An image-free, exact copy of the records below is required.

→ **TASK INPUT**:
++++++

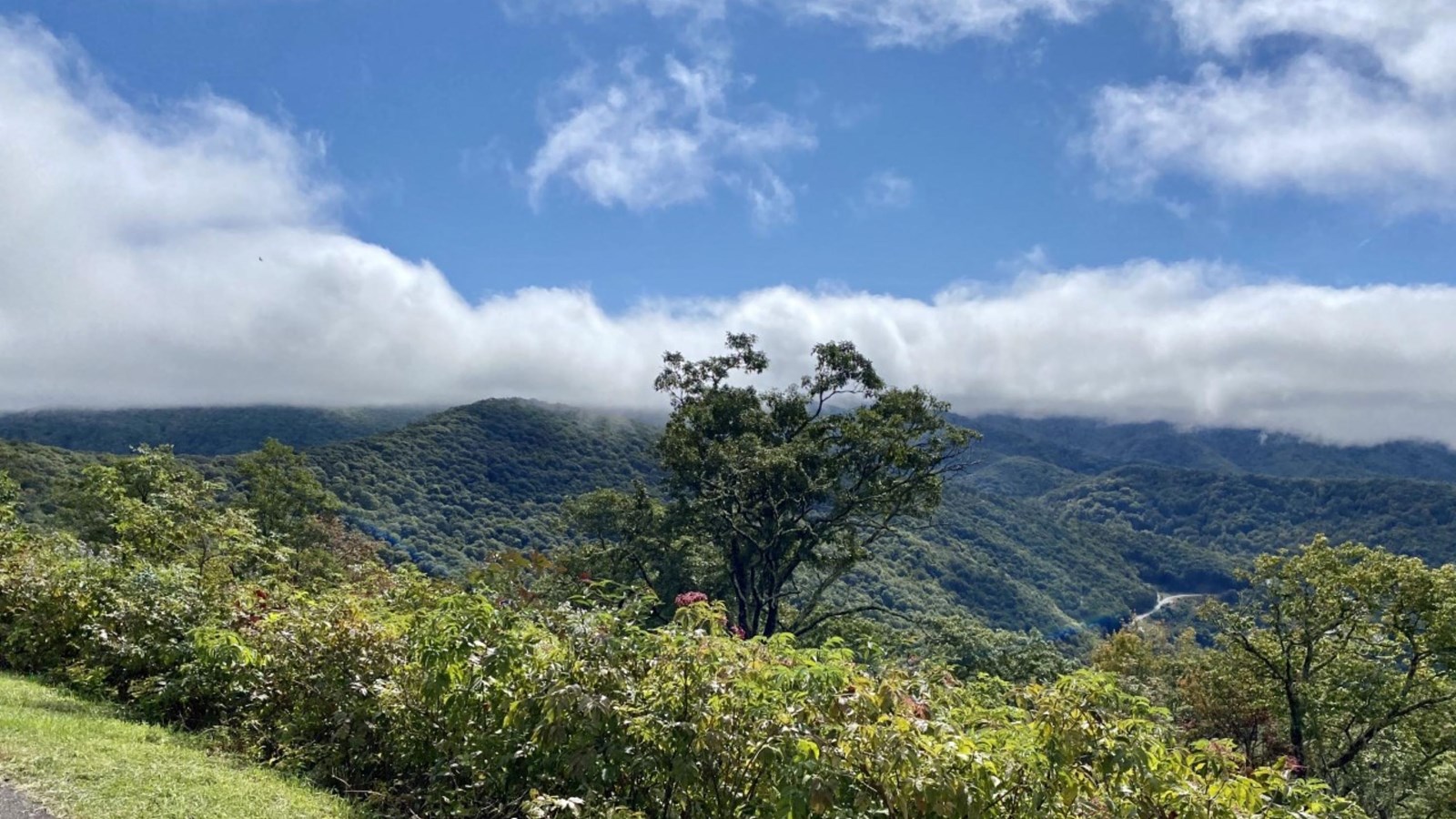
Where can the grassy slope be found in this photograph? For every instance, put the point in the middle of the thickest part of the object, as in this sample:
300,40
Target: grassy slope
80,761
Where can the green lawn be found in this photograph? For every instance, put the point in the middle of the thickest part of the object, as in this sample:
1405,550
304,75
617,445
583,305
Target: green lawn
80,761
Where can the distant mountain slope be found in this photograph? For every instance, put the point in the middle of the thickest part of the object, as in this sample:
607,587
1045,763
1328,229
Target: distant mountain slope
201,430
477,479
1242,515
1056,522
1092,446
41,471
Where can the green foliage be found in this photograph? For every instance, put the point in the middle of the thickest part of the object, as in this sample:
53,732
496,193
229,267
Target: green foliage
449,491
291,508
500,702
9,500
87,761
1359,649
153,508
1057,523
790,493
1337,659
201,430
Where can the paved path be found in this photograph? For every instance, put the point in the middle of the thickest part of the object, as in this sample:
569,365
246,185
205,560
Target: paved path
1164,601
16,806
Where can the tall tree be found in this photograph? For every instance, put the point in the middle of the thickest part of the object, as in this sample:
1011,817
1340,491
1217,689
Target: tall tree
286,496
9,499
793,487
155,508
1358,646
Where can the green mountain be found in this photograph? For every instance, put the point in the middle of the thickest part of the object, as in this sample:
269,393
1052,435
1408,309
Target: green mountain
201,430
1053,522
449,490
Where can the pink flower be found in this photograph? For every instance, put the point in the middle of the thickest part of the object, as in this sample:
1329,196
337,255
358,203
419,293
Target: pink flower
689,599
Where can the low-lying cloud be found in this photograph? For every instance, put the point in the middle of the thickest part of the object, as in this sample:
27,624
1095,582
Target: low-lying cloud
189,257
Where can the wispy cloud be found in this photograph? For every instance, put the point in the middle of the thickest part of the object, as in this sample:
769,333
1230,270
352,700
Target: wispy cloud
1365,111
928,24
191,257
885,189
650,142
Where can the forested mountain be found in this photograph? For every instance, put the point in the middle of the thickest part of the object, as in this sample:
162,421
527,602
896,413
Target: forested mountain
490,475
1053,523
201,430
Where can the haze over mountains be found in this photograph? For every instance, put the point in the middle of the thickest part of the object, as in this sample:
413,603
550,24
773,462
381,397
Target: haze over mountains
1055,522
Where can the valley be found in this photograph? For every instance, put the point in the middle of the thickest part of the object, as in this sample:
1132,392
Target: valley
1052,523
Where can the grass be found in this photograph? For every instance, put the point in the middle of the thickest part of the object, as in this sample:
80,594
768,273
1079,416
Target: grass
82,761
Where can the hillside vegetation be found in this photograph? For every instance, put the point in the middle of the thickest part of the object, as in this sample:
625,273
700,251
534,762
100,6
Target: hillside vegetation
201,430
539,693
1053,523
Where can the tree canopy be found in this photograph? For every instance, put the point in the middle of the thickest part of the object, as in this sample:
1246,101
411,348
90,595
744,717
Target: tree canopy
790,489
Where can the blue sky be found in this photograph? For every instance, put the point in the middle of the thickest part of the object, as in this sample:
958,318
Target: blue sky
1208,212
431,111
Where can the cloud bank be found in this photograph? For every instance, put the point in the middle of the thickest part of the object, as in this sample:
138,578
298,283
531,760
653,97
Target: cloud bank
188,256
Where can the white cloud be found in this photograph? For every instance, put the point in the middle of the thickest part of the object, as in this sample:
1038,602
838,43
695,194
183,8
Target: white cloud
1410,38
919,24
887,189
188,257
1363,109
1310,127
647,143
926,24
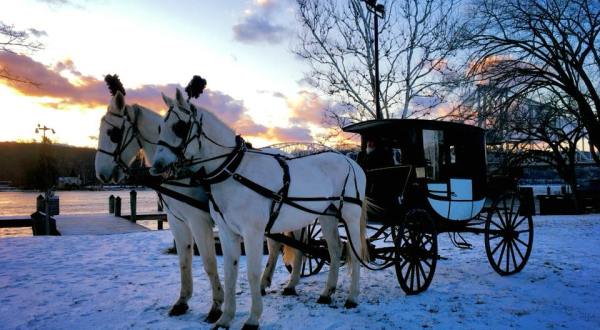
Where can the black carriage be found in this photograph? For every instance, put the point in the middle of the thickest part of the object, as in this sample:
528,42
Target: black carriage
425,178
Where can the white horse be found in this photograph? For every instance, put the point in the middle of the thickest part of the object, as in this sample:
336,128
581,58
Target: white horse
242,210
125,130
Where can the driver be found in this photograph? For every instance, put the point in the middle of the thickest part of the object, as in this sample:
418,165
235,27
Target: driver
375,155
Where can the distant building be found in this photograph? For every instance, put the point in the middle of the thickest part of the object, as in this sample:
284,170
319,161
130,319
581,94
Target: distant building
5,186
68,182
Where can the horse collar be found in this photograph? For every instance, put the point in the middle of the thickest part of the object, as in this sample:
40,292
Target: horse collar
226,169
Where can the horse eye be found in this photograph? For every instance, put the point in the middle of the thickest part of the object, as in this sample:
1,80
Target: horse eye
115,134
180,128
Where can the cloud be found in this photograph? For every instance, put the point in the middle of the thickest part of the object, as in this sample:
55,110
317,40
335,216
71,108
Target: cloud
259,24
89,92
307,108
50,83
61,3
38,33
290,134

++++++

→ **WRITTEN SOLUTION**:
Where can the grassy slope be found in this photograph? For every instance, put the point in the middle of the thickest part of the object, as in this sample:
300,40
Target: grassy slope
80,761
Where can the green lawn be found in this photograph? For every instance, put the point in the middle of the thickest part of the object, as in this sample:
1405,550
304,75
617,445
583,305
Target: green lawn
80,761
Where can the distant mountain slope be found in this photograph? For every instance, put the point in the middle of the thickest part of the object, as in this sample:
607,587
1045,763
1328,229
Target: distant mountain slope
201,430
477,479
1242,515
1056,522
1092,446
41,471
Where can the green foliage be found in this photograph? For every instance, put the point in the middle of the thickest part of the object, as in this sample:
53,732
496,193
229,267
Target: green foliage
449,491
291,508
500,702
9,500
87,761
1359,649
153,508
1057,523
790,493
1337,659
201,430
Where can the paved path be found in this photograph? For every instance, put the point in the middle of the thickest part of the object, as in this sample:
569,365
246,185
205,560
Target: paved path
1164,601
16,806
Where can the tall tree be found in this photograph? For every instance, put the point in the middle of the thickest part of the object, as in this sample:
1011,817
1340,491
1217,689
Target: tall tree
286,496
9,499
793,487
155,508
1358,646
Where can the green mountain be found in this photograph? For every instance, put the point in the middle of the thickest part of the object, as in this sample:
269,393
1052,435
1408,309
Target: green mountain
201,430
1053,522
449,490
Where can the pink flower be found in this photograph? For every instance, put the point in the middle of the thickest part of the object, as in this sample:
1329,196
337,255
358,203
419,293
Target: pink flower
689,599
Where can the low-lying cloud be found in this photograph? For every instance, put the point in the middle of the thickest part of the object, as in this sample:
27,624
1095,582
Target: low-lying cloud
189,257
Where can the wispy cloud be found in this photograph? For every instance, put the point in the middle of the thickest part of the object, as in this sample:
769,333
1230,270
352,700
Target: wispy cloud
1365,111
928,24
191,257
885,189
650,142
Where can the forested mountain be found in this photograph? For every instance, put the point in the middle of the thickest part of the object, as in this sample:
162,421
527,602
896,413
Target: forested mountain
490,475
1053,523
201,430
Where can the haze over mountains be found in this photograph? For every instance, put the point in the middle of the thickest part of the object, as in this sample:
413,603
550,24
773,462
381,397
Target: haze over mountains
1055,522
Where can the valley be found in this photograph? For every instance, put the point in the middle of the thickest part of the object, as in this sample:
1132,392
Target: valley
1052,523
Where can the grass be found in this photograph? For every instance, put the point in the middle of the thickest part of the object, as in this sample:
80,594
768,273
1079,416
Target: grass
82,761
Where can the hillside vegetation be found in this photograph? For every instance, put the point in the middle of the thickest part of the object, as in this sample:
625,273
700,251
534,762
100,6
Target: hillside vegetation
201,430
539,693
1053,523
Where can the tree canopy be found in this photograph? For every instance, put the point in the middle of the thickest part of the object, as in this sample:
1246,101
411,348
90,595
744,717
Target: tree canopy
790,489
Where can the blue sky be found in this photograph? For every instance, put the point in the middle of the thickest part of the object, as in this sample:
958,318
Target: blue sky
1208,212
431,111
Where can the cloud bank be found in this photograph? For every instance, put the point in the middle of the thickest part of the object, as in this sample:
138,578
298,283
531,760
653,97
Target: cloud bank
188,256
Where can the white cloud be found in this photograph? For every instance, put the point in the middle of the thickest part of the object, as in this sample:
1038,602
838,43
695,194
183,8
Target: white cloud
1410,38
919,24
887,189
188,257
1363,109
1310,127
647,143
926,24
Where can the black carriage be found in this photograph? For every instance, put the point in the middle of the thickest part of the object, as in this sample:
528,42
Target: black carriage
425,178
Where can the white horse be found in this photograph? For every instance, put the point in the middle of the thickest part of the object, as in this sample:
336,128
581,58
Target: white horse
242,210
125,130
Where can the driver be found in this photograph? For every instance, put the point in the middle of the thickest part of the object, as in this sample:
418,165
235,27
Target: driver
375,155
Where can the distant building be found in this photograph? For every instance, put the point in the middle of the thickest part of the object, as in this sample:
284,170
319,161
130,319
581,94
Target: distant building
5,186
68,182
Where can the horse collar be found in this photograph? For every instance, put the point in the middle of the thickest part of the object, as in this sample:
40,292
Target: horse collar
226,169
Where can the horse eye be found in this photograph? For every instance, put the point in the middle of the thickest part of the object, as in this sample:
1,80
Target: horse eye
115,134
180,128
Where can the cloud be found in this photograph? For every instance, put the point in the middle of the thickest part of the object, as in this sample:
55,110
317,40
335,216
71,108
Target: cloud
259,24
89,92
307,108
50,83
61,3
38,33
290,134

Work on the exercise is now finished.